## REQUIRED TASK:
Render the lines of every entry below as a numbered list, skipping blank lines, and keep the pictures out of your answer.

## SOURCE RECORDS:
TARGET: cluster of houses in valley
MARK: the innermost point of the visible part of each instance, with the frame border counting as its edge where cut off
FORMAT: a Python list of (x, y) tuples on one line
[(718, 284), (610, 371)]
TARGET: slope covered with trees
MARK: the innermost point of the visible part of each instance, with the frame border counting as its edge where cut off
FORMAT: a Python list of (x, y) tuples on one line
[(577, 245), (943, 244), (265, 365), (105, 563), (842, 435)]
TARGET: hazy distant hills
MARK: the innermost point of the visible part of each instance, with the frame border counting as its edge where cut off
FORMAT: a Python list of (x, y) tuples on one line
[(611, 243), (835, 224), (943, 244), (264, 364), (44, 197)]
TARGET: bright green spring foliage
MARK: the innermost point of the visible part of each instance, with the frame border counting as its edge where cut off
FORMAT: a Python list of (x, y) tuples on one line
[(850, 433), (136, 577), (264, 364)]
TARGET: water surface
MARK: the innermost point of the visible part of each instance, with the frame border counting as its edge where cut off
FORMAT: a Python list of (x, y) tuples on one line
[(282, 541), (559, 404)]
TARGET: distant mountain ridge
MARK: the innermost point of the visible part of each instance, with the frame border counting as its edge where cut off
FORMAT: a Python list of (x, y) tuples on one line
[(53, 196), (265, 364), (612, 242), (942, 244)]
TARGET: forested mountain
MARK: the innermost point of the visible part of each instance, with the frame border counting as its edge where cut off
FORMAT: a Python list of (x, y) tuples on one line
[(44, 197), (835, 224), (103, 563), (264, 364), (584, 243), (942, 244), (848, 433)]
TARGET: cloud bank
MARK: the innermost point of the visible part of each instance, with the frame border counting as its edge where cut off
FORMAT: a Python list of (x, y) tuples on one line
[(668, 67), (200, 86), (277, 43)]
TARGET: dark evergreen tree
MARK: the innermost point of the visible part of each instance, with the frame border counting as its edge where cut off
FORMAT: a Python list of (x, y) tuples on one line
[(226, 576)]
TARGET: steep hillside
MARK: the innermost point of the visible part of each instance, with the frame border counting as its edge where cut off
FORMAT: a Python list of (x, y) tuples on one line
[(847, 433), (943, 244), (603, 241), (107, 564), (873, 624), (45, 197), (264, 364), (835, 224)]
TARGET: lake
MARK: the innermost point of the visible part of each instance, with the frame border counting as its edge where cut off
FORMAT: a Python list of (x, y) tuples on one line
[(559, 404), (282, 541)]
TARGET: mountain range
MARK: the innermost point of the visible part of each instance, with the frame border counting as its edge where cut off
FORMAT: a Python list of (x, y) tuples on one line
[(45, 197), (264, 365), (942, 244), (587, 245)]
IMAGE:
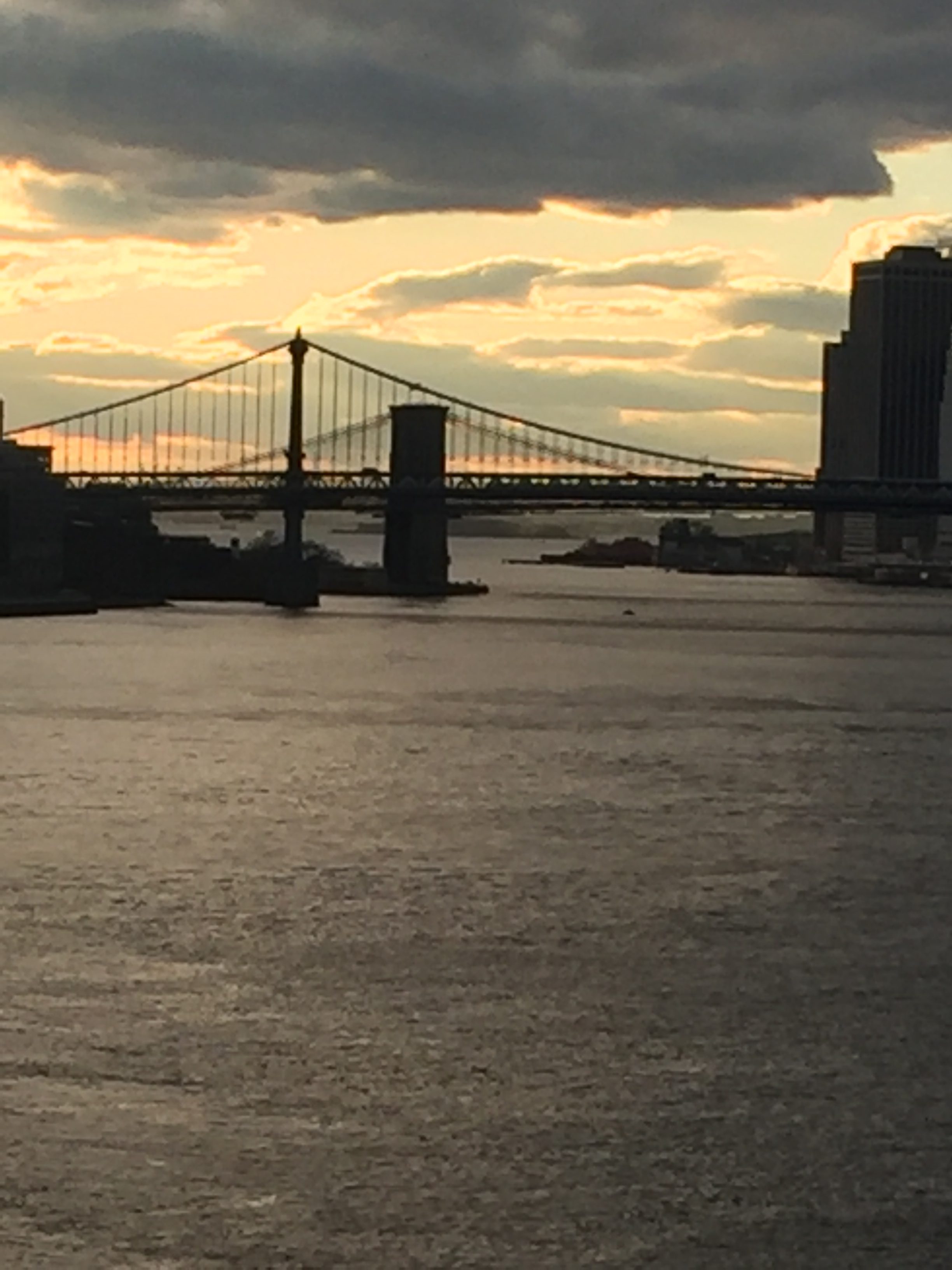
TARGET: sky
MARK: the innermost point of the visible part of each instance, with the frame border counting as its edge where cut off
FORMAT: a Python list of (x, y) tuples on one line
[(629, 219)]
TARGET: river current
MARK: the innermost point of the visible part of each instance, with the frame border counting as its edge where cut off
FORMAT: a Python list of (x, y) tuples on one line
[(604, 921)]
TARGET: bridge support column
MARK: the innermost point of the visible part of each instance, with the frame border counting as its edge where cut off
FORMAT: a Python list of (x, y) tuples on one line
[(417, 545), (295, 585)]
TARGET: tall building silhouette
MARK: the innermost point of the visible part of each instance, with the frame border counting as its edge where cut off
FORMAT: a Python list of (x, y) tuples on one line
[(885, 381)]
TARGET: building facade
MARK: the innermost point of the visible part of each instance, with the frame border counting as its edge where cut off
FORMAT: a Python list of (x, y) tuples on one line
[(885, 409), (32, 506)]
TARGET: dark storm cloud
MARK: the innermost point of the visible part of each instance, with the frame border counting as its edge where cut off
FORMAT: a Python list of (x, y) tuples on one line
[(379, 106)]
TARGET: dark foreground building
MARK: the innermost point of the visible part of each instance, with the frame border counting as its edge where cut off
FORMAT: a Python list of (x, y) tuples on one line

## EXPECTED ANSWER:
1. TARGET: cluster of houses in valley
2. MARK: the innermost point of the visible part of each instance, with the frame border counting as its edge where cut off
3. FORMAT: a Python list of (x, y) tuples on one line
4. [(718, 284), (610, 371)]
5. TARGET: slope covered with trees
6. MARK: the innermost point of the visible part of each instance, with the frame border counting as its edge where cut off
7. FORMAT: a Python list of (x, y) tuples on one line
8. [(577, 245), (943, 244), (265, 365), (105, 563), (842, 435)]
9. TARGET: hazy distant hills
10. MARK: the innermost point of the visible part of each instance, with the frame border counting as its edge where cut off
11. FORMAT: a Python list of (x, y) tuples on one line
12. [(611, 243), (835, 224), (943, 244), (264, 364), (44, 197)]
13. TARGET: bright green spring foliage
14. MARK: the innermost point of the visible part of each instance, with the frame border counting as its edge where cut off
15. FORMAT: a Python list of (x, y) tuples on one line
16. [(850, 433), (136, 577), (264, 364)]
17. TARGET: water surface
18. MARK: the innermost point of the visible part of each instance, with the frame border counting as its edge where cut off
19. FORMAT: a Python list of (x, y) tuples on one line
20. [(282, 541), (559, 404)]
21. TARGET: distant mountain ridge
22. MARK: the innermost point of the visible part of each instance, with the frame border counting as its edge where cut off
23. FORMAT: a Python list of (x, y) tuples on one line
24. [(53, 196), (265, 364), (612, 242), (942, 244)]
25. TARGET: forested mountain
26. MARK: the innermost point of the visible part of each instance, with the frame border counting as its edge where cut off
27. FORMAT: a Python list of (x, y) tuples on one line
28. [(44, 197), (835, 224), (103, 563), (264, 364), (584, 243), (942, 244), (848, 433)]
29. TARGET: cloud bank
30. MARK: the innermost point of the visible part of each instance, with the frame border counting as its edge where cut off
31. FORMAT: a Python list of (x, y) tuples on one line
32. [(668, 67), (200, 86), (277, 43)]
33. TARGET: dark evergreen tree
34. MARK: the innermost point of the visible part of each instance, with the frame border counting as its edge where cut off
35. FORMAT: a Python list of (x, y) tuples on one line
36. [(226, 576)]
37. TARGET: steep hillside
38. MARK: the innermost point of the visible part of each instance, with the frame border counting as its edge where cut off
39. FORMAT: a Python list of (x, y) tuples on one line
40. [(847, 433), (943, 244), (603, 241), (107, 564), (873, 624), (45, 197), (264, 364), (835, 224)]
41. TARGET: lake
42. MARK: the innermost point of the visible part of each instance, with the frame border counting as its edge where cut off
43. FORMAT: a Python list of (x, y) tuples on one line
44. [(559, 404), (282, 541)]
45. TARGET: mountain range
46. MARK: the innermost point of the visible part of each instance, with the frame border counting as its edge where cut off
47. FORMAT: a Python list of (x, y) tuples on one line
48. [(45, 197), (264, 365), (942, 244), (587, 245)]
49. IMAGE:
50. TARGET: sky
51. MARK: the innermost point of the visible part of each instance, with the frame border counting as its edge where cut off
52. FORMAT: a Python list of (x, y) tuples on one line
53. [(629, 219)]
54. TARGET: river current
55. MARK: the innermost point of the visible part of each instance, with the frame border counting as its edge where cut off
56. FORMAT: a Python list of (x, y) tuples on one line
57. [(604, 921)]
58. TARGET: bridge support column
59. MARK: the innermost point of the visible part of each instance, with the frame border counting as its edge where cut off
60. FORMAT: a Python list of (x, y) tuples on one line
61. [(417, 545), (295, 585)]
62. TARGET: tall building silhouette
63. MARK: the innermost point of the visible part of each instance, with the frame border counting as its edge where cut off
64. FORMAT: a Python list of (x, y) tuples on one line
65. [(885, 381)]
66. TARGET: building facade
67. MARK: the innermost point of the visible part of each instance, with the frame border counting as its edge where cut off
68. FORMAT: a Python list of (x, y) tuples on one line
69. [(885, 409), (32, 506)]
70. TARGET: dark storm cloud
71. MARK: the innermost point of the visible part of each instance, with the frame border counting as its edge where cut off
72. FORMAT: a Python list of (x, y) tuples on one line
73. [(379, 106)]
74. TARGET: dark foreground building
75. MARK: the innermost point of the visible part of each instance, with the frame border counting as its edge where cut off
76. FORMAT: a Python list of (x, y) tuples on one line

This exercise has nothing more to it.